───── RECORDS FOR THIS TASK

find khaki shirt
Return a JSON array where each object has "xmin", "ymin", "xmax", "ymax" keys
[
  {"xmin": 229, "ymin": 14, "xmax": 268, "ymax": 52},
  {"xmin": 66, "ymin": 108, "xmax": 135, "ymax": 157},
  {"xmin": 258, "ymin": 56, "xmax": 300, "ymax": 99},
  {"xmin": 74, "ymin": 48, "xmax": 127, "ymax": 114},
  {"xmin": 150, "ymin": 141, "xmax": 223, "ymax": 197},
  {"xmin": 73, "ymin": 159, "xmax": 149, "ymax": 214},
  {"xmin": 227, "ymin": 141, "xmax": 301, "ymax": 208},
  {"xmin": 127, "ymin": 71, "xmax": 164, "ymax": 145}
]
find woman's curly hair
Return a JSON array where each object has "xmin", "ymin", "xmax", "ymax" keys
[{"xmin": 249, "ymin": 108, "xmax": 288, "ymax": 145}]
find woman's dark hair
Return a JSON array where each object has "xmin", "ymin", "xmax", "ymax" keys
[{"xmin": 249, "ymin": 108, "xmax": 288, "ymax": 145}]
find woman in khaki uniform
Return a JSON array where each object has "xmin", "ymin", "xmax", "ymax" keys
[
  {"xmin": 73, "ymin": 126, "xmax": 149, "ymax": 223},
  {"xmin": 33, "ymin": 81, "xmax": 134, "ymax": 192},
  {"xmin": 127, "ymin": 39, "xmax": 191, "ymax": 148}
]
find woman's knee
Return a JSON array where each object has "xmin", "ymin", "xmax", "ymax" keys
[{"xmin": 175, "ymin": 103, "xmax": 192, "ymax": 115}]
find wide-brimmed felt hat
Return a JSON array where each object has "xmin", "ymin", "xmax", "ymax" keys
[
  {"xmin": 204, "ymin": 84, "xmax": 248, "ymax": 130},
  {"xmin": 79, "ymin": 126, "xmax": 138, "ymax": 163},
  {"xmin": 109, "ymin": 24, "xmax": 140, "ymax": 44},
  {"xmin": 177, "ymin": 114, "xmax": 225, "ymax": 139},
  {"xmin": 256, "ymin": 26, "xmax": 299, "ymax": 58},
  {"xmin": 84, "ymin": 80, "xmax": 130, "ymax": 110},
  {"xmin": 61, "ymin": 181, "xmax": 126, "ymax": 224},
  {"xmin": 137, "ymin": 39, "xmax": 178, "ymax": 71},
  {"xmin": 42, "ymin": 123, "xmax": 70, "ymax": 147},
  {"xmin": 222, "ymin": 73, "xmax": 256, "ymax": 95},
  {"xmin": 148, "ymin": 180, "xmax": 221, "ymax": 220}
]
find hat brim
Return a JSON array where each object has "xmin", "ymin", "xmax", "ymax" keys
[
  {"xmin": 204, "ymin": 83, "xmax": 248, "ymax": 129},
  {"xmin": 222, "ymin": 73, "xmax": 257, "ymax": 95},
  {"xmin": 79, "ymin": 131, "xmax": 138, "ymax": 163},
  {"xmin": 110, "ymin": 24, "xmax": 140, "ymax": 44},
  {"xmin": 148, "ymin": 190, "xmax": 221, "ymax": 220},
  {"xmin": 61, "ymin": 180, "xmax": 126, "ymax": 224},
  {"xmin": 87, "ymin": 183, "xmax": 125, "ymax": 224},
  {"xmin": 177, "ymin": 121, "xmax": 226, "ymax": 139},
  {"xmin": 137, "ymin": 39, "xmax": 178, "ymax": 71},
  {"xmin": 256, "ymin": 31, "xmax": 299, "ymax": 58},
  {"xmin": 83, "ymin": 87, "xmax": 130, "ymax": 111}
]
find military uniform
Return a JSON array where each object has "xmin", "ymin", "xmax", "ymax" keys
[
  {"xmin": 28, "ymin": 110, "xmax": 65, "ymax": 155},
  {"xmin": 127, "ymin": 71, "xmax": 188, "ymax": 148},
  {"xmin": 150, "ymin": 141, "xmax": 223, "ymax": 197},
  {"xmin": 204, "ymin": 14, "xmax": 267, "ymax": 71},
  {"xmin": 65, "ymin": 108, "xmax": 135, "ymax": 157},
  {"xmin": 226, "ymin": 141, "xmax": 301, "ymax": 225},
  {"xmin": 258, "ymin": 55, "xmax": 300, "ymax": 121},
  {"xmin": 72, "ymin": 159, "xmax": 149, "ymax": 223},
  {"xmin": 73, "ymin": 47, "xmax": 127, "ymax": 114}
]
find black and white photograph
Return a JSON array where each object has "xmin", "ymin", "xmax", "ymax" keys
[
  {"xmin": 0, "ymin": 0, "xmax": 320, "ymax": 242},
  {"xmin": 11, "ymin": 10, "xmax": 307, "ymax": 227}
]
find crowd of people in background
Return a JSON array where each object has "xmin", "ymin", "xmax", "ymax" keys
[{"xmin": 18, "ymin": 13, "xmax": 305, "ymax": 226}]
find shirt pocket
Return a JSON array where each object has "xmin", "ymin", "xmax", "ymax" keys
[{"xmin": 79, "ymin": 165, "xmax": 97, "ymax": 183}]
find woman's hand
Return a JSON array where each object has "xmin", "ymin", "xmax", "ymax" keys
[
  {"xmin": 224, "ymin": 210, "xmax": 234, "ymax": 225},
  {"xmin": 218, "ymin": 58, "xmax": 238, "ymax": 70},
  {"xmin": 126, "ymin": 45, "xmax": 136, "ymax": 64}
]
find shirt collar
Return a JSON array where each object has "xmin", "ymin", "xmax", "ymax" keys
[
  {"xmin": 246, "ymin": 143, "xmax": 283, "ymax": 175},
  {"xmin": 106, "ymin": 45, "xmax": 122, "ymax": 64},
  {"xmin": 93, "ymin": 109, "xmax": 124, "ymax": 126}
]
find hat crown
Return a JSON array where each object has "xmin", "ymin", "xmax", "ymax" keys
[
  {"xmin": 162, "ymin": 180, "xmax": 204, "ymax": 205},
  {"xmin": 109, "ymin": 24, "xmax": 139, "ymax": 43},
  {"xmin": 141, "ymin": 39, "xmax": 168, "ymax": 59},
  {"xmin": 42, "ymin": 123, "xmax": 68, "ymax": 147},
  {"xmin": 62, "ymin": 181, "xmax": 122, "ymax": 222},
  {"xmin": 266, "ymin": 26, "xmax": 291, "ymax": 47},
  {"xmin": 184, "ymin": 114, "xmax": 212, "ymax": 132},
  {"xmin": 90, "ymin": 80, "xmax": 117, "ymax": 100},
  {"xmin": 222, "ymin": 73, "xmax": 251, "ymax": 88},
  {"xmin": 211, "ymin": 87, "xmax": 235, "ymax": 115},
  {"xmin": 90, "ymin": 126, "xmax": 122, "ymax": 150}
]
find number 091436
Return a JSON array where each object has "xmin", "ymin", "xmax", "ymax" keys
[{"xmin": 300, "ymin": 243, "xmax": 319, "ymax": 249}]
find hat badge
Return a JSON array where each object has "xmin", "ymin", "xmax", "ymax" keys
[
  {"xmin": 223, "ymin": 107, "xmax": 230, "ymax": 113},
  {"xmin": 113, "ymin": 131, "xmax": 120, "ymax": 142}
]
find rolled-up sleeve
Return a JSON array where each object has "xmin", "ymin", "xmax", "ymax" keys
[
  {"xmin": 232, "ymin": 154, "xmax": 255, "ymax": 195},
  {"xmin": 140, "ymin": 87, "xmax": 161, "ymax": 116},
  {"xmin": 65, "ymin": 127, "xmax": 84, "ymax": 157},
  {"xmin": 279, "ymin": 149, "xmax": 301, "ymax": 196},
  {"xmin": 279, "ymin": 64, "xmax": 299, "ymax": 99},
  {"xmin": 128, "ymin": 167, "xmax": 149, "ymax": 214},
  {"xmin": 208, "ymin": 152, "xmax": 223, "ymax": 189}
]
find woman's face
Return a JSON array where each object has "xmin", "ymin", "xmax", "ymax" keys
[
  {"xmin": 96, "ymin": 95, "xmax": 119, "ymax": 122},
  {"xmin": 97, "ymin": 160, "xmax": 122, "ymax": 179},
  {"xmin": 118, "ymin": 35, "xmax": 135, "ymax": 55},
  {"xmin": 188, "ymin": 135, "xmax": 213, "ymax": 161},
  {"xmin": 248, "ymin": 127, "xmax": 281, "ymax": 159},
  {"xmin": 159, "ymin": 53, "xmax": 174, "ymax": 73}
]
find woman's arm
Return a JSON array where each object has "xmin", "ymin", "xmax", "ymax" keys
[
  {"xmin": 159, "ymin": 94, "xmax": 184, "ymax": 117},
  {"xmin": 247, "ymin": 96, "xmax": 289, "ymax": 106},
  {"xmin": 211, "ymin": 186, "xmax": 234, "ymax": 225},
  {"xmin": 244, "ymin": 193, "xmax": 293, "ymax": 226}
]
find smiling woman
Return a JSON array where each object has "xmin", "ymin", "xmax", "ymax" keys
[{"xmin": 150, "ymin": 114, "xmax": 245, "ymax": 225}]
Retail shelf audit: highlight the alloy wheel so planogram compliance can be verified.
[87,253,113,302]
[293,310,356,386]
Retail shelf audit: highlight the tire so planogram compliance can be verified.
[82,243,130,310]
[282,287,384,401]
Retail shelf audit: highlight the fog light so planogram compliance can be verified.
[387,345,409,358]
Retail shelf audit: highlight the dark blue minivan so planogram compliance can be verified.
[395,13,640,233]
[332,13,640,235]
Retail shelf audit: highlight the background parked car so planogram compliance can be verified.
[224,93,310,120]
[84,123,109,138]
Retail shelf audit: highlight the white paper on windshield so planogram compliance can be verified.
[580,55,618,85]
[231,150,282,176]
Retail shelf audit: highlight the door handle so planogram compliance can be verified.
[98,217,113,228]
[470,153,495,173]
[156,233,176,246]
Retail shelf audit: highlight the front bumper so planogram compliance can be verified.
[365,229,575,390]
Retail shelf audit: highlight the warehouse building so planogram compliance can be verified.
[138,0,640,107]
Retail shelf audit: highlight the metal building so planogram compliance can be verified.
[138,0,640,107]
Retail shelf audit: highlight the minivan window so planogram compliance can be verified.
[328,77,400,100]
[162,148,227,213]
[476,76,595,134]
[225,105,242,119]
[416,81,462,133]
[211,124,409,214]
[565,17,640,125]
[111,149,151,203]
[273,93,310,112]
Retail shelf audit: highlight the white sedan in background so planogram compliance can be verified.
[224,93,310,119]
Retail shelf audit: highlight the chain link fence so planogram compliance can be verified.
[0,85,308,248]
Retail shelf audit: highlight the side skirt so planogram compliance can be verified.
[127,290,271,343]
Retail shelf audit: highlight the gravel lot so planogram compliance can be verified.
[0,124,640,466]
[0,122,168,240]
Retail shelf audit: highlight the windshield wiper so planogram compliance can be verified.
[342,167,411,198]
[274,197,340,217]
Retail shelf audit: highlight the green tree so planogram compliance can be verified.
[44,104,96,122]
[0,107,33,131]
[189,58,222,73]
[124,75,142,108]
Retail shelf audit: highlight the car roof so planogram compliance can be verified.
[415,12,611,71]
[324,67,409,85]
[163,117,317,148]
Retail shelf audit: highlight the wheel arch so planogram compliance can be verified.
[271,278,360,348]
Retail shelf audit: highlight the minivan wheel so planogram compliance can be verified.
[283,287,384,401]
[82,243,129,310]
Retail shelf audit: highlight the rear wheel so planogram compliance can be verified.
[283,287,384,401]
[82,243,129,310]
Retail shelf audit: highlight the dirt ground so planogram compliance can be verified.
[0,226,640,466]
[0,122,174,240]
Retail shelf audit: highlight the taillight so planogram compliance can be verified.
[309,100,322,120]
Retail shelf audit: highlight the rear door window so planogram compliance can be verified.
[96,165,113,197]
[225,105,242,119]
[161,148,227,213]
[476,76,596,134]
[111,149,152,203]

──────────

▶ TASK BRIEF
Return the data lines verbatim, from the line containing "Retail shelf audit: highlight the green" through the line containing "[163,117,317,148]", both included.

▶ TASK RESULT
Retail shelf audit: highlight the green tree so planogram compliance can be verified.
[44,104,96,122]
[0,107,33,131]
[189,58,222,73]
[124,75,142,108]
Retail shelf audit: highlight the car roof so planogram compliance can be verified.
[415,12,611,71]
[324,67,409,85]
[163,117,317,148]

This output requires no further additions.